### Raw data ###

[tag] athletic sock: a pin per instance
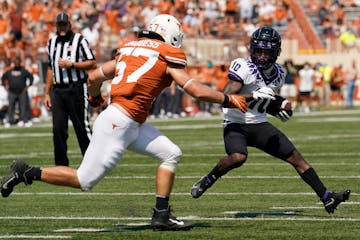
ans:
(313, 180)
(162, 202)
(33, 173)
(214, 175)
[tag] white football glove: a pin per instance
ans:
(284, 115)
(264, 93)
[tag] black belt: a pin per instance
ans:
(70, 85)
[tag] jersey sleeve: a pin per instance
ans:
(174, 55)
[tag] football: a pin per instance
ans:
(279, 104)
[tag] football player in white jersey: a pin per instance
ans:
(260, 78)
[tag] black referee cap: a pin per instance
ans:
(62, 18)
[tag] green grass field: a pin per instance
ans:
(264, 199)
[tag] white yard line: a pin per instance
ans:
(23, 236)
(195, 218)
(174, 193)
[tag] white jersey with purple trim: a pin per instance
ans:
(246, 72)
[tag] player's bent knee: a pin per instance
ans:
(170, 163)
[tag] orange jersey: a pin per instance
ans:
(141, 76)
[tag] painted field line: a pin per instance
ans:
(215, 155)
(195, 218)
(23, 236)
(234, 177)
(174, 193)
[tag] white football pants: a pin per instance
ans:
(113, 133)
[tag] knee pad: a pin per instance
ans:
(171, 160)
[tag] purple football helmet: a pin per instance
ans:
(265, 47)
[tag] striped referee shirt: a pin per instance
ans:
(77, 49)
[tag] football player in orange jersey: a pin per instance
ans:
(141, 69)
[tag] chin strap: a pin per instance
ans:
(150, 34)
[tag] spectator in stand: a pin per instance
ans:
(266, 13)
(48, 16)
(306, 75)
(246, 9)
(348, 40)
(289, 89)
(91, 34)
(4, 29)
(149, 12)
(16, 22)
(323, 13)
(336, 84)
(35, 11)
(338, 13)
(192, 24)
(175, 107)
(17, 80)
(165, 6)
(280, 15)
(318, 93)
(326, 72)
(211, 9)
(14, 49)
(4, 103)
(350, 78)
(231, 10)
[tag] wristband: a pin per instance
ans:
(226, 100)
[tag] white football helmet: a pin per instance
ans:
(169, 28)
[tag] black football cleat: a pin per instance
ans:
(162, 220)
(201, 186)
(334, 199)
(15, 176)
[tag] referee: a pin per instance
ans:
(66, 88)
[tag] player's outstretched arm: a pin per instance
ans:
(204, 93)
(99, 75)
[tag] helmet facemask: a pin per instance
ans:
(265, 47)
(169, 28)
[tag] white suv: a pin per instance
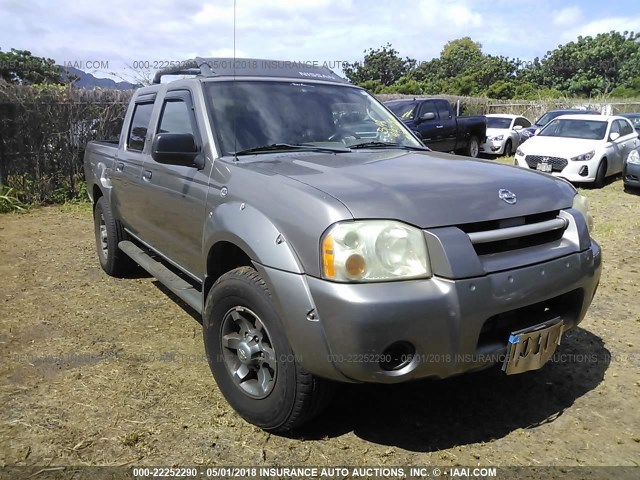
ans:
(580, 148)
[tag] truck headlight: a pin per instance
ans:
(584, 157)
(633, 157)
(374, 250)
(581, 203)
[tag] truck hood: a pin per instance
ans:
(559, 147)
(425, 189)
(492, 132)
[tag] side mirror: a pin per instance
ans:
(427, 116)
(175, 149)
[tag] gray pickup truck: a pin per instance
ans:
(317, 255)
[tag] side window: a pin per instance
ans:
(625, 128)
(428, 107)
(139, 126)
(175, 117)
(444, 109)
(615, 127)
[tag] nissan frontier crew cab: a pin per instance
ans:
(318, 255)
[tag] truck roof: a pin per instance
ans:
(250, 67)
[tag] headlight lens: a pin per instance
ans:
(633, 157)
(581, 204)
(584, 157)
(374, 250)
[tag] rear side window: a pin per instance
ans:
(403, 110)
(429, 107)
(625, 128)
(444, 109)
(522, 122)
(175, 118)
(139, 126)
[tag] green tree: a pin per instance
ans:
(20, 66)
(383, 64)
(590, 65)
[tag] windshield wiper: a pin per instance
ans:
(388, 145)
(283, 147)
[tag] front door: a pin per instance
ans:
(176, 195)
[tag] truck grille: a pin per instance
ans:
(557, 163)
(497, 236)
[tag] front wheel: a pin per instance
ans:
(601, 174)
(507, 149)
(251, 359)
(473, 149)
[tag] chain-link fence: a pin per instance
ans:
(43, 134)
(531, 109)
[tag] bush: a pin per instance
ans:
(45, 129)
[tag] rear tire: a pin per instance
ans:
(601, 174)
(473, 148)
(251, 359)
(109, 232)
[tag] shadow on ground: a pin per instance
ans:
(431, 415)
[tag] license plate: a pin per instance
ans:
(530, 348)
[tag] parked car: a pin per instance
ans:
(547, 117)
(437, 125)
(634, 118)
(631, 172)
(314, 256)
(503, 133)
(580, 148)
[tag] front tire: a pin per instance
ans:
(601, 174)
(507, 149)
(251, 359)
(109, 232)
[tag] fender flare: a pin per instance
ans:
(252, 231)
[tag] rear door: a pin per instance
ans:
(127, 194)
(430, 130)
(628, 140)
(448, 127)
(176, 195)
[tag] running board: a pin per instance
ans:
(169, 279)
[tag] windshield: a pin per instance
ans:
(570, 128)
(403, 110)
(253, 114)
(498, 122)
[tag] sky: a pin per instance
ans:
(133, 39)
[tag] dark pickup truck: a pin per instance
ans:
(435, 122)
(318, 249)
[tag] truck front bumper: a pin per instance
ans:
(439, 327)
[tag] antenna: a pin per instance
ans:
(233, 87)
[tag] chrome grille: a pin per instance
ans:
(514, 233)
(557, 163)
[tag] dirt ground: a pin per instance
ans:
(97, 370)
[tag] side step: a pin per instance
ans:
(173, 282)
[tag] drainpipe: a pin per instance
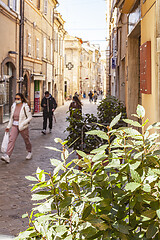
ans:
(158, 55)
(21, 44)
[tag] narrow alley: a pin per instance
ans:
(15, 196)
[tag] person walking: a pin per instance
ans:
(90, 94)
(18, 123)
(75, 108)
(49, 105)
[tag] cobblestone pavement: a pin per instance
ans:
(15, 196)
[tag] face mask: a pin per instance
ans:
(18, 101)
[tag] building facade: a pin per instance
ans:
(72, 72)
(59, 34)
(38, 53)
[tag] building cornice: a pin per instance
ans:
(33, 60)
(33, 7)
(8, 10)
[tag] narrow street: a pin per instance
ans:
(15, 196)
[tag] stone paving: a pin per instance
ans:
(15, 196)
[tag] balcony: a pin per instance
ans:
(125, 6)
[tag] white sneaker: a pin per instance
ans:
(5, 158)
(29, 156)
(44, 131)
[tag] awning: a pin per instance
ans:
(38, 77)
(125, 6)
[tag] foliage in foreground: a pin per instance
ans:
(115, 198)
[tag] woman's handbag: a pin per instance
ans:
(5, 142)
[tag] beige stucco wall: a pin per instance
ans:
(148, 33)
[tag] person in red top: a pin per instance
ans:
(75, 107)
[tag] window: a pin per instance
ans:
(45, 6)
(44, 47)
(51, 51)
(37, 48)
(29, 45)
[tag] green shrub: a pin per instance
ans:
(77, 139)
(109, 108)
(114, 201)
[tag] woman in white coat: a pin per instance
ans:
(18, 123)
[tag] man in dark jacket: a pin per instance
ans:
(49, 105)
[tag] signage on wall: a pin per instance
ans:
(37, 97)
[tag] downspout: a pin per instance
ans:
(21, 44)
(53, 37)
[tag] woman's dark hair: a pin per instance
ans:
(76, 99)
(22, 97)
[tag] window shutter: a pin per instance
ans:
(10, 3)
(45, 6)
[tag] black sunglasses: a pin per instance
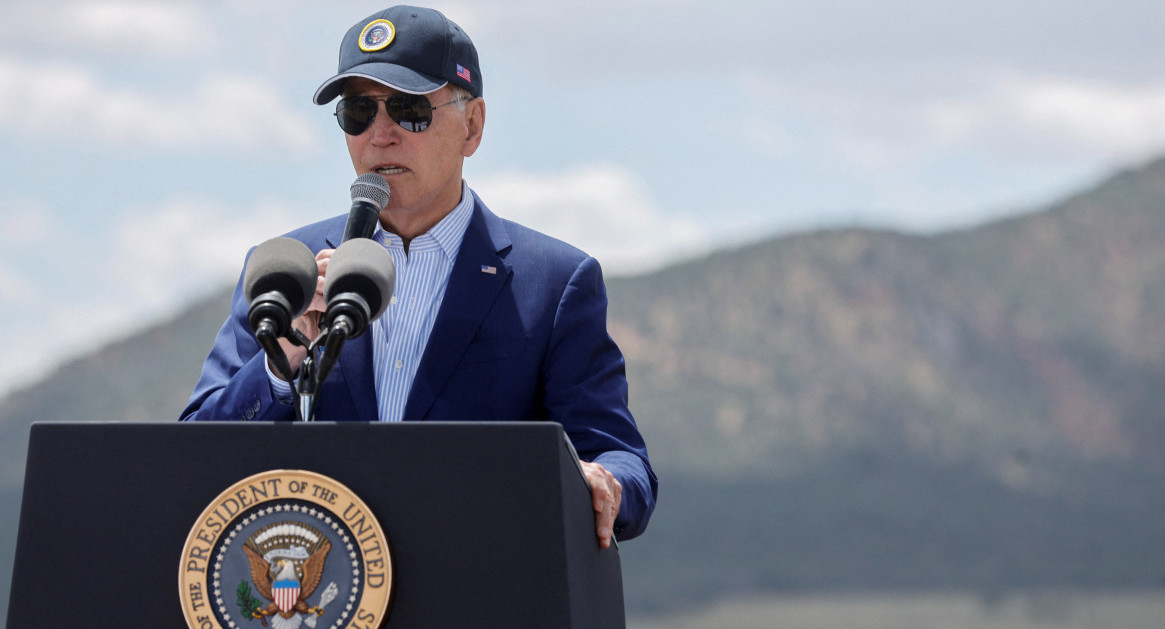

###

About this exercise.
The answer must consist of every line from the entries that holds the string "player".

Solution for this problem.
[tag] football player in white jersey: a pin per instance
[tag] player's bent knee: a pin per instance
[tag] football player in orange jersey: a pin per instance
[tag] player's outstretched arm: a pin per instance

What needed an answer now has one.